STATED TASK — Please write out the part of the GC optimization commit page from "author: Taylan Kammer" up to and including "commit: 4b9213d9addd6315de73747a0fdd7e996ba2826a (patch)", keeping every character unchanged.

[SOURCE PASSAGE start]

Add a note.

author: Taylan Kammer <taylan.kammer@gmail.com> 2026-05-24 16:22:41 +0200
committer: Taylan Kammer <taylan.kammer@gmail.com> 2026-05-24 16:22:41 +0200
commit: 4b9213d9addd6315de73747a0fdd7e996ba2826a (patch)
tree: 50a9d85fc43be14dc40cc5e551b62a97bc6739d6 /notes/260524-gc-opt.md
parent: 378f8598a5a57b731948241e41f584f5172dc2a2 (diff)
1 files changed, 258 insertions, 0 deletions
diff --git a/notes/260524-gc-opt.md b/notes/260524-gc-opt.md
new file mode 100644
index 0000000..6687520
--- /dev/null
+++ b/notes/260524-gc-opt.md
@@ -0,0 +1,258 @@
+# Static analysis to optimize GC
+
+I'm trying to flesh out a vague idea that keeps coming to mind.  The
+basic motivation is to eliminate some or all of GC related overhead
+that's incurred even on regions of code that meticulously ensure not
+to use any GC allocation.  Part of Zisp's design will try to offer
+various memory management strategies to the programmer, defaulting to
+GC only when code is written in a "don't care" style.  This brings us
+to the issue of "what if other parts of the code base, like a library
+we're using, allocates things on the GC heap."
+
+To my understanding, there are two intertwined categories of overhead
+incurred on code "globally" even if only some parts of the codebase
+use GC allocations:
+
+1. The need to insert safepoints.  This typically means an additional
+   instruction or two which gets inserted into the start of every
+   function body or call, and the start of every loop body or back
+   jump.  (Fun fact: I believe under full TCO and CPS these are one
+   and the same thing.)  If you use OS signals to stop threads, then
+   they don't need these safepoint instructions, but it introduces
+   other issues, like the possibility that a GC pointer has landed
+   within some part of a SIMD register or something.

[SOURCE PASSAGE end]
[DATASET RECORDS start]

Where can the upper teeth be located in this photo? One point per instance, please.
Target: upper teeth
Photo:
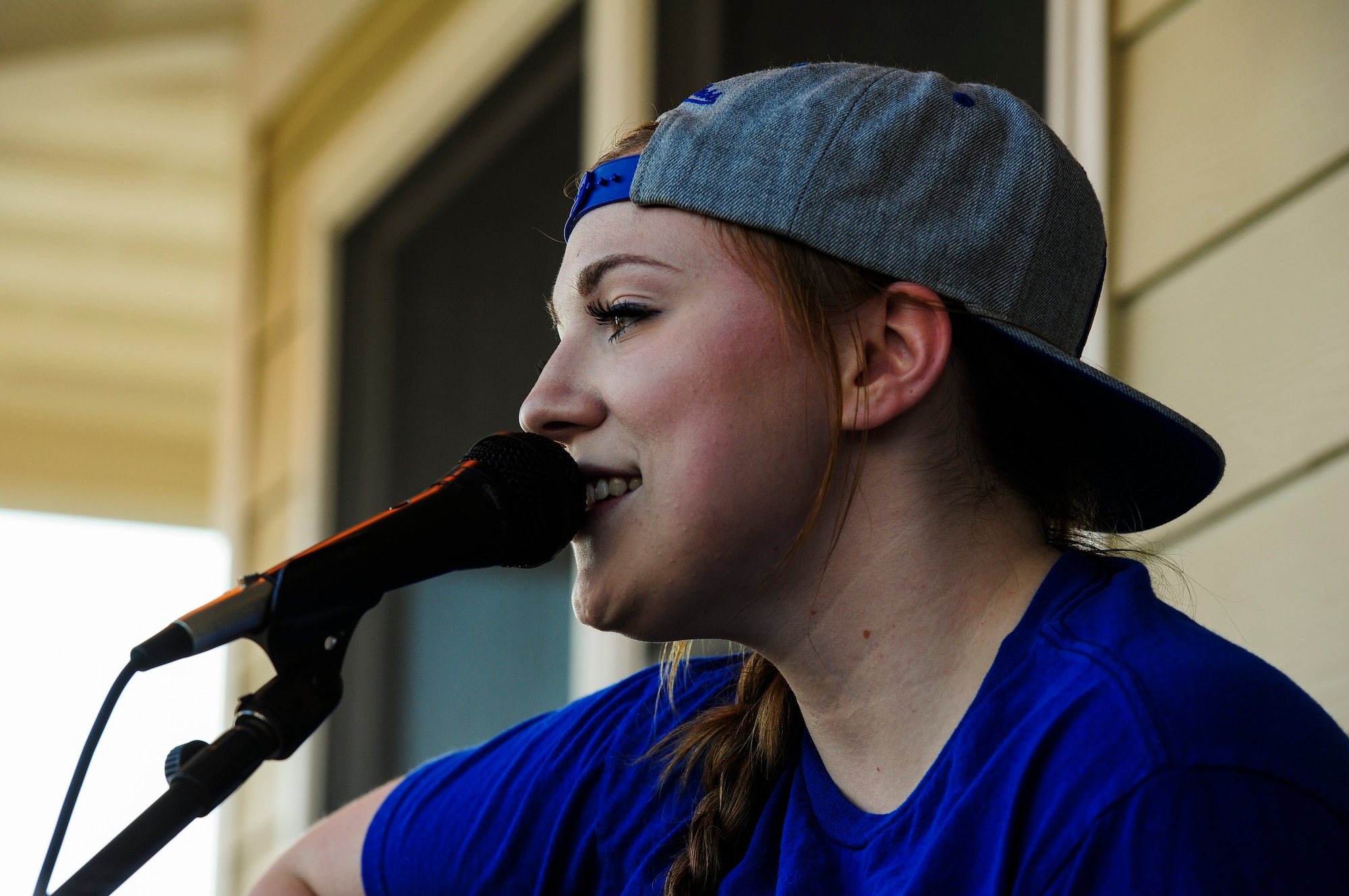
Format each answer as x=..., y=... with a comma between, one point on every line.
x=610, y=487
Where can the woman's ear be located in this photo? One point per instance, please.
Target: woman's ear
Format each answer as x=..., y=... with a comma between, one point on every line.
x=894, y=355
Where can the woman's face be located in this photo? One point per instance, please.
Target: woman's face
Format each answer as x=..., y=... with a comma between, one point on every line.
x=677, y=369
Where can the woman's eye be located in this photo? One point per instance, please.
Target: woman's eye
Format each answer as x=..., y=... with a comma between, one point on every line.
x=619, y=316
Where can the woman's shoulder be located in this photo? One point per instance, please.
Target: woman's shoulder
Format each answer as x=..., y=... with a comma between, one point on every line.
x=535, y=802
x=624, y=719
x=1188, y=696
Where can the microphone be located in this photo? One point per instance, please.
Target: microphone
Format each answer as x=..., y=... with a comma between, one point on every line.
x=516, y=500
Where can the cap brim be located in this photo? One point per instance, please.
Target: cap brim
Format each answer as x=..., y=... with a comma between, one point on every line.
x=1150, y=465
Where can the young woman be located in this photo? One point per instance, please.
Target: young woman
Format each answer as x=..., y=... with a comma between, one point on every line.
x=820, y=335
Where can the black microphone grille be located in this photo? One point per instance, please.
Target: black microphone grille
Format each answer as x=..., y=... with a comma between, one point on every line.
x=547, y=493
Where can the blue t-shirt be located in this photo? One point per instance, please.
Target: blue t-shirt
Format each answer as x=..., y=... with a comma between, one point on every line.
x=1115, y=746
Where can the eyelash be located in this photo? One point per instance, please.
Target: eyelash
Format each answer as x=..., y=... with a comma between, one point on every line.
x=612, y=315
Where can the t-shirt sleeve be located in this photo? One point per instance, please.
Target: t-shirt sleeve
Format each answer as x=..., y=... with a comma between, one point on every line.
x=1222, y=831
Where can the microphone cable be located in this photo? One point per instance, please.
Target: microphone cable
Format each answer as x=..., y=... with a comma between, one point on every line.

[DATASET RECORDS end]

REPLY TO THE EXERCISE —
author: Taylan Kammer <taylan.kammer@gmail.com> 2026-05-24 16:22:41 +0200
committer: Taylan Kammer <taylan.kammer@gmail.com> 2026-05-24 16:22:41 +0200
commit: 4b9213d9addd6315de73747a0fdd7e996ba2826a (patch)